### CHECK YOUR UNDERSTANDING
(1) According to the newsletter excerpt, when did the new gaging stations on Town Branch and Mud Creek start collecting data?
(2) Continue the newsletter excerpt, picking up after its final sentence about the storm drain mural designs.

### SELECTED TEXT

Blake is in the Environmental and Spatial Technology (EAST) program, a projects-based program that provides students with opportunities to use cutting edge technology in a variety of fields. Some of the projects Blake has been working on in EAST include engineering and building a small hover craft and cooking up biodiesel fuel to shoot off home-made rockets. He also has an interest in geospatial information systems (GIS), which is why we brought him in.
Blake used ArcMap software to produce maps and crunch GIS data for a variety of water quality monitoring projects for the Center. He spent his days, sometimes painstakingly (software crash!), at the computer delineating watershed boundaries and calculating land use and land cover. We’re using the data that Blake produced to help demonstrate how land use around the stream and throughout a watershed can affect water quality.
AWRC plans to continue its successful partnership with the EAST programs throughout the region. What a great opportunity to work with students and help in the effort to train future scientists and engineers! 
New USGS Gaging Stations Installed in NWA
The U.S. Geological Survey installed two new gaging stations in northwest Arkansas, both of which are funded by the City of Fayetteville.  One station is on Town Branch (
USGS Station No. 07048495) on Armstrong Street in southeast Fayetteville.  The other station is on Mud Creek (USGS Station No. 071948095) on Gregg Avenue in north Fayetteville, near Johnson, AR. These stations started collecting data in June 2015.
These new stations provide near real-time water quality, as well as discharge.  Both stations continuously monitor things like precipitation, water temperature, specific conductance, pH, turbidity and dissolved oxygen. Water depth, or gage height, is also continuously monitored, and the USGS uses this information to estimate discharge at each site. Stream discharge can be used with concentration data to estimate constituent loads and evaluate long term trends in nitrogen, phosphorus and sediment.
The addition of the new gaging stations at Town Branch and Mud Creek came as three existing stations went offline. There are no longer active stations at Niokaska Creek at Gulley Park, Town Branch at Martin Luther King Jr. Blvd., or a tributary to Town Branch at Walker Park. Visit the USGS
National Water Information System (NWIS) website for a complete list of gaging stations throughout Arkansas and across the nation.
AWRC Highlights Storm Drain Art
If you attended the AWRC 2015 conference, you had the opportunity to select a conference t-shirt of your choice. There were three designs to choose from and all were part of the UpStream Art storm drain mural project. Each of those designs can be found on the streets of Northwest Arkansas as an educational message to help protect waterways from stormwater runoff.

### Stored data entries
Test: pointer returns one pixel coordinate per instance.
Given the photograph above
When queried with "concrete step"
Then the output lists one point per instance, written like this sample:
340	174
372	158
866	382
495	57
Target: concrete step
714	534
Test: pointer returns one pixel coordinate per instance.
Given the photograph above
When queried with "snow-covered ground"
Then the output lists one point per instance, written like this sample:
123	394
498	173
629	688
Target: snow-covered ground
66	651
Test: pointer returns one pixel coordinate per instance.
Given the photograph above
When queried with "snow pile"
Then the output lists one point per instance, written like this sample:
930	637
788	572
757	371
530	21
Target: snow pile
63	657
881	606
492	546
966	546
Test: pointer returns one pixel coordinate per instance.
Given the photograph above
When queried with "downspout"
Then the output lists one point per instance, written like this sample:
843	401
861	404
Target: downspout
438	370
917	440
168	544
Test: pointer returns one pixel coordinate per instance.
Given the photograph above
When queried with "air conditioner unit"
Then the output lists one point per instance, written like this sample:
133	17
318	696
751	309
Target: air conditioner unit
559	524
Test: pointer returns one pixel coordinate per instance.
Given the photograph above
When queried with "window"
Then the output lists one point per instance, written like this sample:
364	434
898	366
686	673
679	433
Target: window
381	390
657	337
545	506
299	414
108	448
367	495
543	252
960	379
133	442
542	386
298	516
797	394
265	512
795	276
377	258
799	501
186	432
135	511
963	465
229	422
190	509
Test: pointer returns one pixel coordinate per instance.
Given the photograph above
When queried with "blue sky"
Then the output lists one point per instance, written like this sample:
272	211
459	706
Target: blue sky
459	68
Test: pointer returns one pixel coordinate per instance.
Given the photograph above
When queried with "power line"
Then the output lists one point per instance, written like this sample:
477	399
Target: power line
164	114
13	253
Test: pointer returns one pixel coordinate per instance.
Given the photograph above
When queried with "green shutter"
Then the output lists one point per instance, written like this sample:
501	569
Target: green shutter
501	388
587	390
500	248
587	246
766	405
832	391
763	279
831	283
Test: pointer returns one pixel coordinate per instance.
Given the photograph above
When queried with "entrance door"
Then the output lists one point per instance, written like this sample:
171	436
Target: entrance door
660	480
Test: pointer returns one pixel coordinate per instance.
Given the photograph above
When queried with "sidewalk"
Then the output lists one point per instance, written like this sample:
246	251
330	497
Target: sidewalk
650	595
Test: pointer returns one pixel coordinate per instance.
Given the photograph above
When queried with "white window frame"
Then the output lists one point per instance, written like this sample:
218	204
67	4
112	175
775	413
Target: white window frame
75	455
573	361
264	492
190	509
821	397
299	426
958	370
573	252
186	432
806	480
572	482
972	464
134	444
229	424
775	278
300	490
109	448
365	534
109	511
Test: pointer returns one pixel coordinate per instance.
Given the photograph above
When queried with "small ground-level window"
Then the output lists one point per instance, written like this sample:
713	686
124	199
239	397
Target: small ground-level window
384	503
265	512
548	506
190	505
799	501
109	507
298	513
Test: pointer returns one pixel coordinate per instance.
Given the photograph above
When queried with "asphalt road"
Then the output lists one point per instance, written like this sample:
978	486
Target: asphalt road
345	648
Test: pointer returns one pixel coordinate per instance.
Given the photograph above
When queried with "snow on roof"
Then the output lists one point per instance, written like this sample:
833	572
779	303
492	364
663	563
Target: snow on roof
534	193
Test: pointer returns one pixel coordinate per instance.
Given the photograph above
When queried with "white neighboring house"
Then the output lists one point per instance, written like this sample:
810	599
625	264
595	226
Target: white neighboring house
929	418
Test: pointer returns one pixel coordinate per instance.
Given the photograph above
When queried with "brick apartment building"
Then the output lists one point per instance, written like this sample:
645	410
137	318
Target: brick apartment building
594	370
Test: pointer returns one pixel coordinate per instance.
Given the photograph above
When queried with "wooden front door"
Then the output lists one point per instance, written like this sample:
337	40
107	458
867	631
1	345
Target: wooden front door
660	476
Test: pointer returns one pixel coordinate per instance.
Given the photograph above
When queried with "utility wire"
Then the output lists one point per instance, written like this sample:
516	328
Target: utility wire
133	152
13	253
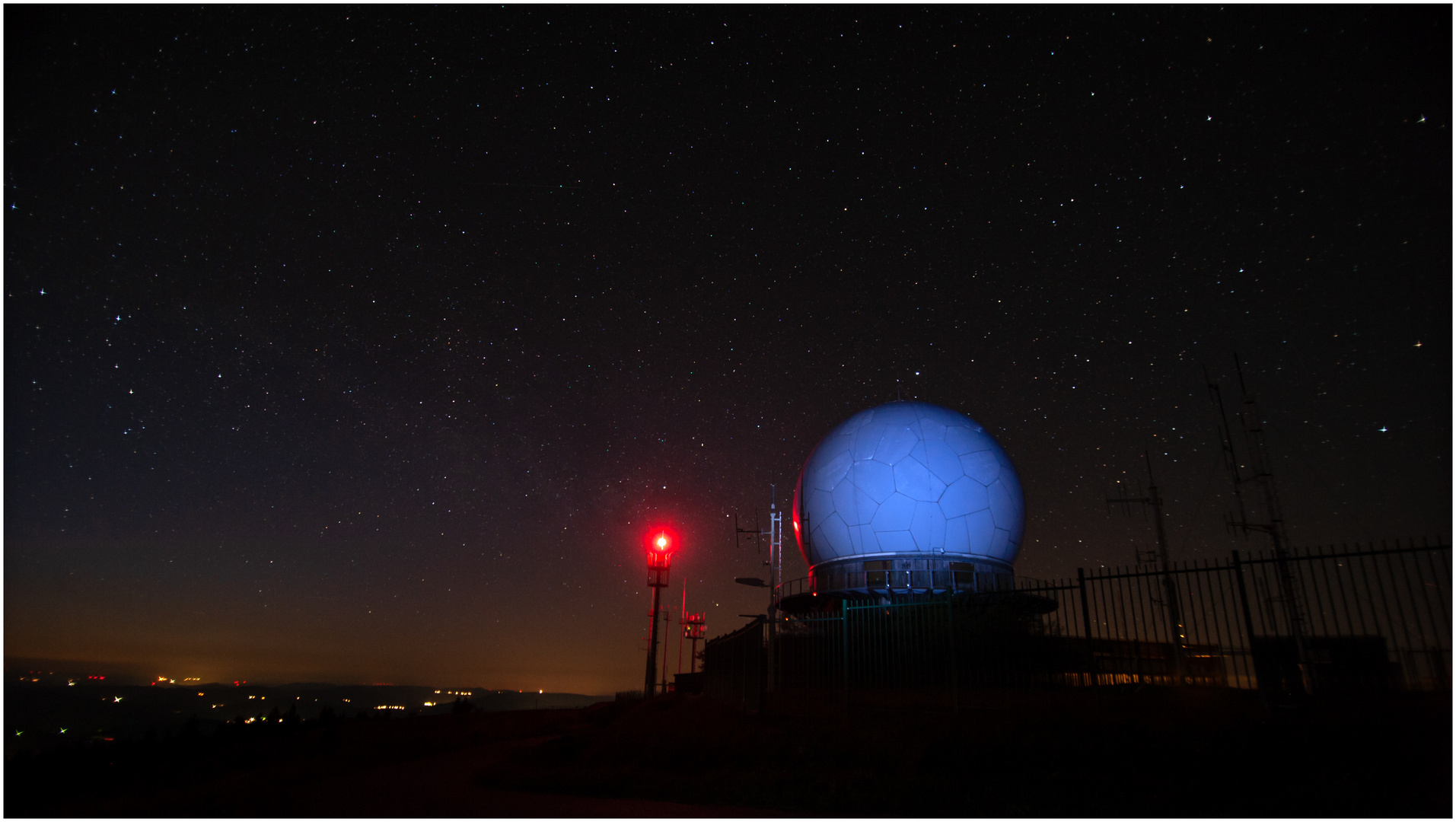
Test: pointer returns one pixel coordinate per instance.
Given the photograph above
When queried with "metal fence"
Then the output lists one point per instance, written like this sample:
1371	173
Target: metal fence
1312	620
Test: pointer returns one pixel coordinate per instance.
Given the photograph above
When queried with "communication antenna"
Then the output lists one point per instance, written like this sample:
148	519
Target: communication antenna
1258	472
1170	585
775	563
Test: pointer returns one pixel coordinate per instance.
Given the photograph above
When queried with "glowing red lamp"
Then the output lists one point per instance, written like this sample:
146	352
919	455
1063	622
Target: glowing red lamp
660	544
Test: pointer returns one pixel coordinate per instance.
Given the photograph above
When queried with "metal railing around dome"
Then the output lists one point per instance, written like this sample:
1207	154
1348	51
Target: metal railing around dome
900	582
1333	619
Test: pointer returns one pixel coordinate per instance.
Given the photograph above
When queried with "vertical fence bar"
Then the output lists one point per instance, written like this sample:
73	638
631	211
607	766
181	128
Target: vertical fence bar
1330	591
1389	620
1416	614
1248	619
1438	664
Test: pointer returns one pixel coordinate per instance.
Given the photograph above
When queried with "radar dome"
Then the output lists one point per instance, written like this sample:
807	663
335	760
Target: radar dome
909	480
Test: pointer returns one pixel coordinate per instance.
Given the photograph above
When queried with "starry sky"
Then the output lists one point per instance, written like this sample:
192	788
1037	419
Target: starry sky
365	344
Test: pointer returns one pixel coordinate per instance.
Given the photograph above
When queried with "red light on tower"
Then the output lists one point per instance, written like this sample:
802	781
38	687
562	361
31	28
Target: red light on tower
660	543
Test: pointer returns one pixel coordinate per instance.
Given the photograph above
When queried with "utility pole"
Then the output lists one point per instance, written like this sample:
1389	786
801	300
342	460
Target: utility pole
1170	584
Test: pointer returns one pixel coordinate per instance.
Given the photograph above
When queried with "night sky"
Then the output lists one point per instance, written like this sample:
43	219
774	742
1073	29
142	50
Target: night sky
365	344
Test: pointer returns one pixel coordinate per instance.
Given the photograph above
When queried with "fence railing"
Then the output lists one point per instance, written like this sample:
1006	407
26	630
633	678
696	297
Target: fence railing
1311	620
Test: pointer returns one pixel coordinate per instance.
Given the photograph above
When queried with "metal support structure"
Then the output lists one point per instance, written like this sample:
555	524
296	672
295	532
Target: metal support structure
1175	620
658	571
1273	526
648	684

### RESPONSES BY TASK
(1) June 2015.

(2)
Starting this month, the AWRC newsletter will feature a storm drain mural that can be found somewhere on our cities’ streets either through the UpStream Art project in Northwest Arkansas or the DrainSmart project that operates in Little Rock.

This month’s design is by Lee Peaslee Porter and is called “Stripes”.  Lee painted this piece in 2014 and was her second year to be painting with UpStream Art.  The art can be found at Church Ave. and Spring St. in Fayetteville. Lee moved to Fayetteville to study landscape architecture at the University of Arkansas. Her interests of making spaces aesthetically pleasing, communicating, drawing, being outside and plants are embodied in the field of landscape architecture and environmental design. She currently spends her time working as a freelance designer and working for the City of Fayetteville’s Sustainability and Resilience Department. Her message with her art is: Love where you live...

Why storm drain murals? The purpose of UpStream Art, a project of the University of Arkansas Division of Agriculture Cooperative Extension Service, is to draw attention to the usually discreet concrete and iron infrastructure with the hope that observers stop and think about where the water flows after it enters a storm drain. If residents understand that stormwater flows untreated to creeks, streams, rivers and lakes, then they will be more conscious of potential pollutants that can enter those waterways. Look in future newsletters about everyday tips on what you can do to protect our water from urban stormwater runoff.

For more information on Arkansas storm drain murals: or
Water Plan for Arkansas is Nearly Complete
Johnathan Reaves, UALR Public Radio

Since 2012, The Arkansas Natural Resources Commission has been working on drafting a plan that will be in place until 2050. Final public meetings on the final rules in the plan are taking place across the state. Next year, Arkansas should have a new water plan in place. 

Meetings have been held in Russellville and Jonesboro [as well as Little Rock, Fayetteville, El Dorado and Stuttgart], with [three] more meetings yet to be held. One in [Texarkana] is set for [this Thursday].

The water plan is designed to cover existing and future water use, quantifying available water supplies to meet existing and future water use, and the development of water resource solutions and recommendations.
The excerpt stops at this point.